Dataset records:
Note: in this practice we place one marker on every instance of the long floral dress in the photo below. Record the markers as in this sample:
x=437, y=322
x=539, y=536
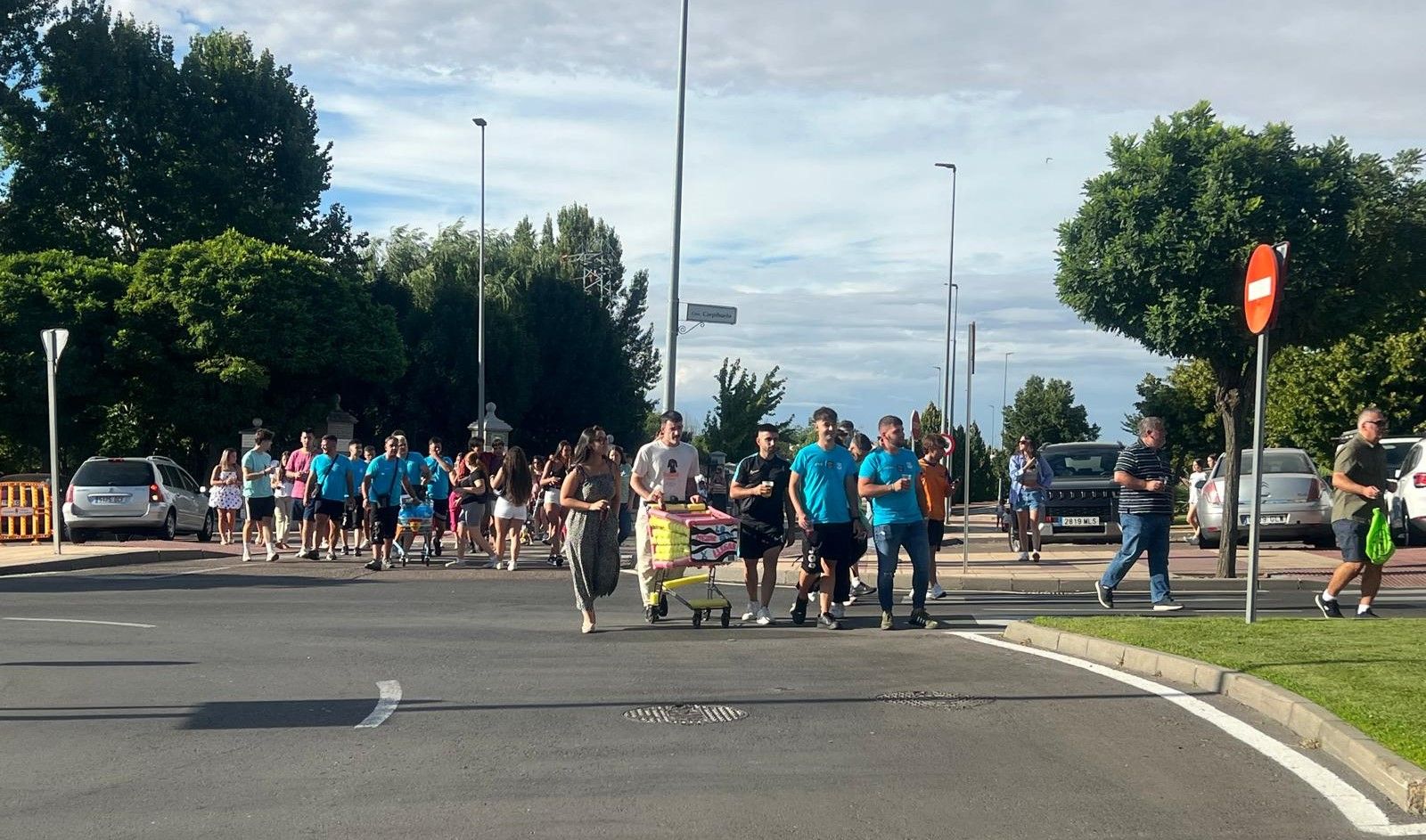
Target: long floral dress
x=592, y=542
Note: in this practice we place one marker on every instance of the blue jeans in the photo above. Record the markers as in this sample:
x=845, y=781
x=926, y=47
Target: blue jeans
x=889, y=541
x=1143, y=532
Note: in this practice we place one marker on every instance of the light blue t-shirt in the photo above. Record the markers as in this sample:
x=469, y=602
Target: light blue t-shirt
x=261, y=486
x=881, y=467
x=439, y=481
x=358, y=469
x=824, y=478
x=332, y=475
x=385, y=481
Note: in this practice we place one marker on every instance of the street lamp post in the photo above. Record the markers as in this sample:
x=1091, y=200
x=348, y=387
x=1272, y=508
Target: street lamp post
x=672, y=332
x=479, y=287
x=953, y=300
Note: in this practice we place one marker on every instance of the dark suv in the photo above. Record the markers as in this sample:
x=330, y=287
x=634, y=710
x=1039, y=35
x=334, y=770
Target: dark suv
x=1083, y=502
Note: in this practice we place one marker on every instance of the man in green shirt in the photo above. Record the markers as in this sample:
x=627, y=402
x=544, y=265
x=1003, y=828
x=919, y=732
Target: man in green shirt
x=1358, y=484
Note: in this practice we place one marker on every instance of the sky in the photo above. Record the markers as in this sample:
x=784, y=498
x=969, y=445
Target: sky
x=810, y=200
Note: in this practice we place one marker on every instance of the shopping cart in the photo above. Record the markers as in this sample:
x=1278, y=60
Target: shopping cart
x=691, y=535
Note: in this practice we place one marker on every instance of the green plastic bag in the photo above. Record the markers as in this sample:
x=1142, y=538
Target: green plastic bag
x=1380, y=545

• [TO BE DONE]: Reproduce all of the records above verbatim, omitting the picture.

• [FINISHED EXERCISE]:
Note: in this practice we place one marker on every instance of the long floral dress in the photo below. Record the markers as in this sample:
x=437, y=322
x=539, y=536
Target: long floral dress
x=592, y=542
Note: in this practice we place one marker on every instance of the blue jeans in the photo above. Record the markers as in this sample:
x=845, y=781
x=926, y=47
Target: blue jeans
x=889, y=541
x=1143, y=532
Note: in this practice we place one marker on every instance of the light blue t-shirt in the photo above. Record the markers as in this sample:
x=469, y=602
Target: light blue t-shirt
x=261, y=486
x=881, y=467
x=439, y=481
x=358, y=469
x=824, y=478
x=332, y=475
x=385, y=481
Note: in this practice we place one marker on every instance of the street lamp post in the photo above. Record the markers as in this sample:
x=1091, y=200
x=348, y=387
x=1272, y=508
Target: street lamp post
x=672, y=332
x=479, y=287
x=953, y=300
Note: in this practice we place one marker on every instance of the dark suv in the photo above. Record the markers as in this sample:
x=330, y=287
x=634, y=710
x=1039, y=35
x=334, y=770
Target: dark suv
x=1083, y=502
Note: in this practice we place one marker on every instance of the man in green shirt in the photo above. Record the markers as in this sample:
x=627, y=402
x=544, y=265
x=1003, y=828
x=919, y=732
Target: man in green shirt
x=1358, y=484
Note: in this practice we place one marker on every instance of the sky in the photo above. Record the markers as in this sample:
x=784, y=498
x=969, y=445
Target: sky
x=810, y=200
Note: in this practice we place one marker on every instance of the shopping cart in the photo above. Record the markers as in this sample:
x=1278, y=60
Target: shopping cart
x=691, y=535
Note: in this practice we place one marker on every instance of the green plastic bag in the photo above. Record the markers as in this sample:
x=1142, y=538
Target: green plastic bag
x=1380, y=545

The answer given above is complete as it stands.